## Task
Please copy the items below word for word, from their first line through the line that contains "pixel 139 553", both included, and stop there.

|---|

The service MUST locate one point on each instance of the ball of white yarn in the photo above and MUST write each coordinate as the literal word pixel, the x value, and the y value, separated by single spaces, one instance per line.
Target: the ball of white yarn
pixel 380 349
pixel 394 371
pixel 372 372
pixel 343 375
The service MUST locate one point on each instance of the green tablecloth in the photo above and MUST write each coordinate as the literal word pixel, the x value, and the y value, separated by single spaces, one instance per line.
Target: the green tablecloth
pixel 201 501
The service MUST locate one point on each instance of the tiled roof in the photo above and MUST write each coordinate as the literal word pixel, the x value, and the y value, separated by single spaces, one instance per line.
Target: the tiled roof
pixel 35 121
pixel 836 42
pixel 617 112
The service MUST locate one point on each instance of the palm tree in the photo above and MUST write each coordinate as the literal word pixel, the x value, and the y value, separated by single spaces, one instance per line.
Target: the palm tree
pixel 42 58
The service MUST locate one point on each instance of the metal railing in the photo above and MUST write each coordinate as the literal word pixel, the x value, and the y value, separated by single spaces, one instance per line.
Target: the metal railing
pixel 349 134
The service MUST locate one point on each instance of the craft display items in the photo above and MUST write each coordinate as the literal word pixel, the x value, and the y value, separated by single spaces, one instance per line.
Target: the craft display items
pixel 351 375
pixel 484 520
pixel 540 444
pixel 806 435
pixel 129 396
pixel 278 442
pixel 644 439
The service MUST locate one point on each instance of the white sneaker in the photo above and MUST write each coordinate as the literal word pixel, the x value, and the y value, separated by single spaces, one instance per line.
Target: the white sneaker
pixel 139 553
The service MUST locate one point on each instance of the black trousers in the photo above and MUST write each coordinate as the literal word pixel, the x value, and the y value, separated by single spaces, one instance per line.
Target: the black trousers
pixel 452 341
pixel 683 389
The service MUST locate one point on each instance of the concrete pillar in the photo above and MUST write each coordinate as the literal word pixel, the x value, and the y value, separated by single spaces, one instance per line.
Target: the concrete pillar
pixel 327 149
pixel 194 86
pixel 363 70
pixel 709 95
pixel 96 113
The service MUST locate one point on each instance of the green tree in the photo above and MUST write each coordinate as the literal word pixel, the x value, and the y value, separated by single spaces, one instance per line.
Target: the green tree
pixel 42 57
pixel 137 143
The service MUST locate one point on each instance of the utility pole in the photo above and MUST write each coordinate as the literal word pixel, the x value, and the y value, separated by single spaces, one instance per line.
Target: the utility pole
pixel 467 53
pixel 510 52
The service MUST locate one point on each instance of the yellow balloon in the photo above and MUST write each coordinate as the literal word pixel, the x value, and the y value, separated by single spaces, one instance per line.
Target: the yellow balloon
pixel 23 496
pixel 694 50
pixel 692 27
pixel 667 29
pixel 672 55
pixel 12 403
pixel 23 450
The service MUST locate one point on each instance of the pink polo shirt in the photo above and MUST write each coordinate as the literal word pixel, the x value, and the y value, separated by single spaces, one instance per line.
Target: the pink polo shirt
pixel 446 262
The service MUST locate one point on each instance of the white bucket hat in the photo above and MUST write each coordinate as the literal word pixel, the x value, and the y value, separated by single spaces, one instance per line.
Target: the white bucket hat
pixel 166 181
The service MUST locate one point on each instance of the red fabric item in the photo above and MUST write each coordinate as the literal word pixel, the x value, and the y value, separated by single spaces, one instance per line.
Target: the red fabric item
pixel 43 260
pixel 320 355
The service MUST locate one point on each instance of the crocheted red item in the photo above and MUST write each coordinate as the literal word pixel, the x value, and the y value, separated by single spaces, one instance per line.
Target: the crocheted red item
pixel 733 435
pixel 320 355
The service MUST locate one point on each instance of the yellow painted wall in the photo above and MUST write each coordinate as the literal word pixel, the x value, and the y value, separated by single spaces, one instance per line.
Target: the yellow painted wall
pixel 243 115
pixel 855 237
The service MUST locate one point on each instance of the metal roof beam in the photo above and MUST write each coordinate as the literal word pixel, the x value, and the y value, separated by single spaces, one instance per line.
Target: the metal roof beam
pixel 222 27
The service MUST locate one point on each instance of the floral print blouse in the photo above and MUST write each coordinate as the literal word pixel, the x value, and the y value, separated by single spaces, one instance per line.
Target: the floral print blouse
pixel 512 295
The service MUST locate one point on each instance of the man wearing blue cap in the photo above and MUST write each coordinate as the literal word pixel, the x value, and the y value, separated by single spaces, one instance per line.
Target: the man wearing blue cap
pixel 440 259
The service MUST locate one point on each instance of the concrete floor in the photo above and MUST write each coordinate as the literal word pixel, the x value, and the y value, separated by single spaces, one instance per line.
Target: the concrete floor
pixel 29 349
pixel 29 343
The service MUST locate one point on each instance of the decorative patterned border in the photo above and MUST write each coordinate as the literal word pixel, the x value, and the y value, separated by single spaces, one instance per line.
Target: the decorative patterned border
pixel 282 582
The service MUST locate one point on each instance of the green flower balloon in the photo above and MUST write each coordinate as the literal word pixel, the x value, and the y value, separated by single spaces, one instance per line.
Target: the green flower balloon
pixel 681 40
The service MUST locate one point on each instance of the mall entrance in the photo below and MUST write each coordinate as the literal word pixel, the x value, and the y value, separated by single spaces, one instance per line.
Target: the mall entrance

|---|

## The answer
The service MUST locate one point on each instance of the ball of white yarn in the photo above and MUST write each coordinate as the literal word pixel, the x value, and the y value, separated by single spaces, one instance per line.
Target: the ball of white yarn
pixel 380 349
pixel 394 371
pixel 372 372
pixel 343 375
The service MUST locate one point on each instance of the green tablecloth in the photo above and MUST write each coordinate as the literal word pixel, the x value, and the y value, separated by single spaces, one instance per line.
Target: the green tablecloth
pixel 201 501
The service MUST locate one point on each instance of the tiled roof in the photo above and MUST write each coordinate as the literal word pixel, the x value, and the y value, separated by single spaces, one instance per line.
Target: the tiled roof
pixel 35 121
pixel 836 42
pixel 617 112
The service MUST locate one point on each instance of the palm tree in the photo above and MUST write each coordinate as the literal word pixel, the x value, and the y value, separated by single spaces, one instance per line.
Target: the palm tree
pixel 42 58
The service MUST locate one point on each instance of the metal railing in the photo above and MUST write each coordinate as the literal word pixel, the x value, and the y value, separated by single spaces, one instance per line.
Target: the metal railing
pixel 349 134
The service MUST locate one point on each instance of the craft display items in the photo above and MUST write each coordinate as the literal word pixel, the x value, and the y value, separated by single spaces, one instance per line.
Target: the craft display items
pixel 351 375
pixel 484 520
pixel 540 444
pixel 806 435
pixel 129 396
pixel 278 442
pixel 644 439
The service MUST locate one point on each instance of the white sneaker in the photo above and MUST write each coordinate as the literal word pixel, the x value, and the y value, separated by single spaces, one instance per line.
Target: the white sneaker
pixel 139 553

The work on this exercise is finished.